* [ACTIVITY 1] Can you give the neurointerventional checklist abstract again, starting at "Introduction Over the" and ending at "the study period.", but switch "4 weeks" to "four weeks"?
* [ACTIVITY 2] Could you resume the neurointerventional checklist abstract after its last sentence?

-------- GIVEN TEXT --------

Introduction Over the past several decades, checklists have emerged in a variety of different patient care settings to help reduce medical errors and ensure patient safety. To date, there have been no published accounts demonstrating the effectiveness of checklists designed specifically for the unique demands of neurointerventional procedures.
Methods A three-part, 20-item checklist was developed specific to neurointerventional procedures using the WHO surgical checklist as a template. Staff members (nurses, radiation technologists and physicians) were surveyed regarding near-miss adverse events and the quality of communication immediately following each neurointerventional procedure for 4 weeks prior to implementation of the checklist and again for 4 weeks after using the checklist. Staff members were asked to complete final surveys at the end of the study period.

-------- DATASET CONTENT --------

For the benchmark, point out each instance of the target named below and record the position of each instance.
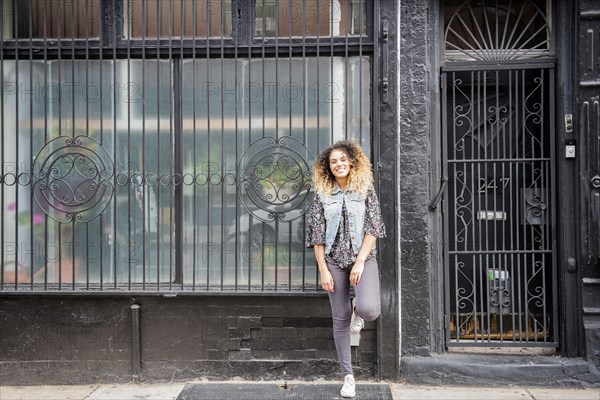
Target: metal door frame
(553, 307)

--------

* [TASK ANSWER 1]
Introduction Over the past several decades, checklists have emerged in a variety of different patient care settings to help reduce medical errors and ensure patient safety. To date, there have been no published accounts demonstrating the effectiveness of checklists designed specifically for the unique demands of neurointerventional procedures.
Methods A three-part, 20-item checklist was developed specific to neurointerventional procedures using the WHO surgical checklist as a template. Staff members (nurses, radiation technologists and physicians) were surveyed regarding near-miss adverse events and the quality of communication immediately following each neurointerventional procedure for four weeks prior to implementation of the checklist and again for four weeks after using the checklist. Staff members were asked to complete final surveys at the end of the study period.

* [TASK ANSWER 2]
Results 71 procedures were performed during the 4 weeks prior to checklist implementation and 60 procedures were performed during the 4 weeks after institution of the checklist. Post-checklist surveys indicated significantly improved communication compared with pre-checklist surveys (χ2 29.4, p<0.001). The number of adverse events was lower after checklist implementation for eight of the nine adverse event types (not individually significant), but the total number of adverse events was significantly lower after checklist implementation (χ2 11.4, p=0.001). Final staff surveys were uniformly positive with 95% of individuals indicating that the checklist should be continued in the department.
Conclusions Use of a neurointerventional procedural checklist resulted in statistically significant improvements in team communication and a significant reduction in total adverse events, with uniformly positive staff feedback.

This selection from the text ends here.